Document text |

Event Collection with Dagster
This guide covers using Dagster to manage event collection jobs.
Quick Start
cd /home/vibemap/Vibemap-Analysis-dev
dagster dev -m dagster_vibemap
Dagster UI runs at http://localhost:3000 (mapped to https://data.vibemap.com/dagster).
Jobs
Event Collection
event_collection_pipeline — Primary event collection job. Four-step pipeline with CSV exports.
| Step | Asset | Description | EventLink Status |
|---|---|---|---|
| 1. Discover | event_pipeline_discover | Find event URLs, save to EventLink table | pending |
| 2. Scrape | event_pipeline_scrape | AI-powered data extraction | scraped |
| 3. Validate | event_pipeline_validate | Data quality checks | validated |
| 4. Store | event_pipeline_store | Create HotspotsEvent records | stored |
Each step also produces a CSV export (export_discovered_links, export_scraped_links, export_validated_links, export_stored_events).
Each step can be run individually via standalone jobs: event_discovery, event_scrape_links, event_validate_links, event_store_links.
event_collection — Combined discovery + scraping in one step via event_pipeline_run. Used by DataForSeo and SF Live schedules.
Event Processing
event_processing — Validate listings (check_listings_events) and apply NLP categorization (nlp_categories_events).
event_quality_check — Validate recent event data (check_recent_events + check_listings_events).
full_event_pipeline — Runs everything: scrape, categorize, validate. Manual runs only.
Simpleview Sync
simpleview_events_sync — Sync events from Simpleview Peoria API.
simpleview_places_sync — Sync places/listings from Simpleview Peoria API.
Schedules
Enable schedules in the UI under Overview > Schedules.

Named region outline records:
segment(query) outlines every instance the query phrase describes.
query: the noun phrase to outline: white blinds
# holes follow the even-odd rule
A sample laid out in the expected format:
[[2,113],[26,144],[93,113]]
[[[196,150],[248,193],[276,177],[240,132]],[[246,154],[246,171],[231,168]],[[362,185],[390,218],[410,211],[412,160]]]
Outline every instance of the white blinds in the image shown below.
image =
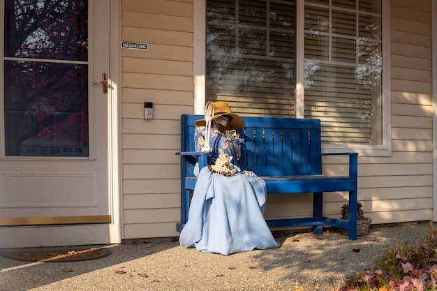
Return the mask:
[[295,116],[293,1],[209,0],[207,100],[246,116]]
[[330,144],[379,144],[382,16],[379,1],[305,2],[306,118]]
[[380,144],[381,0],[301,1],[304,72],[295,71],[295,1],[207,0],[206,100],[295,117],[303,74],[304,117],[322,120],[324,142]]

Work to do |
1. Answer these questions about the Dagster event collection guide:
(a) At what local address does the Dagster UI run?
(b) Which asset creates HotspotsEvent records?
(c) Which job is limited to manual runs?
2. How would the Dagster event collection guide go on after its final line? Write the next part of that guide.

Responses to the exercise |
1.
(a) http://localhost:3000
(b) event_pipeline_store
(c) full_event_pipeline

2.
Event Collection
| Schedule | Job | Frequency | Config |
|---|---|---|---|
dataforseo_events_schedule | event_collection | Every 8 hrs | Excludes sf-live |
sf_live_events_schedule | event_collection | Thu 2 AM | sf-live, both strategies |
king_of_prussia_events_schedule | event_collection_pipeline | Thu 2 AM | King of Prussia, PA |
fayetteville_events_schedule | event_collection_pipeline | Wed 2 AM | Fayetteville, AR |
deep_ellum_events_schedule | event_collection_pipeline | Fri 2 AM | Deep Ellum, TX |
Event Processing & Quality
| Schedule | Job | Frequency |
|---|---|---|
check_events_schedule | event_processing | Every 4 hrs |
nlp_events_schedule | event_processing | Daily 2 AM |
event_quality_schedule | event_quality_check | Daily 3 AM |
Simpleview
| Schedule | Job | Frequency |
|---|---|---|
simpleview_events_schedule | simpleview_events_sync | Every 4 hrs |
simpleview_places_schedule | simpleview_places_sync | Daily 1 AM |
Run Config for Pipeline Jobs
When launching event_collection_pipeline manually, use the correct op names:
ops:
event_pipeline_discover:
config:
editorial_category: "events_feed"
num_per_batch: 10
boundary: "King of Prussia, PA"
theme: "king-of-prussia"
event_pipeline_scrape:
config:
limit: 100
event_pipeline_validate:
config:
limit: 100
event_pipeline_store:
config:
theme: "king-of-prussia"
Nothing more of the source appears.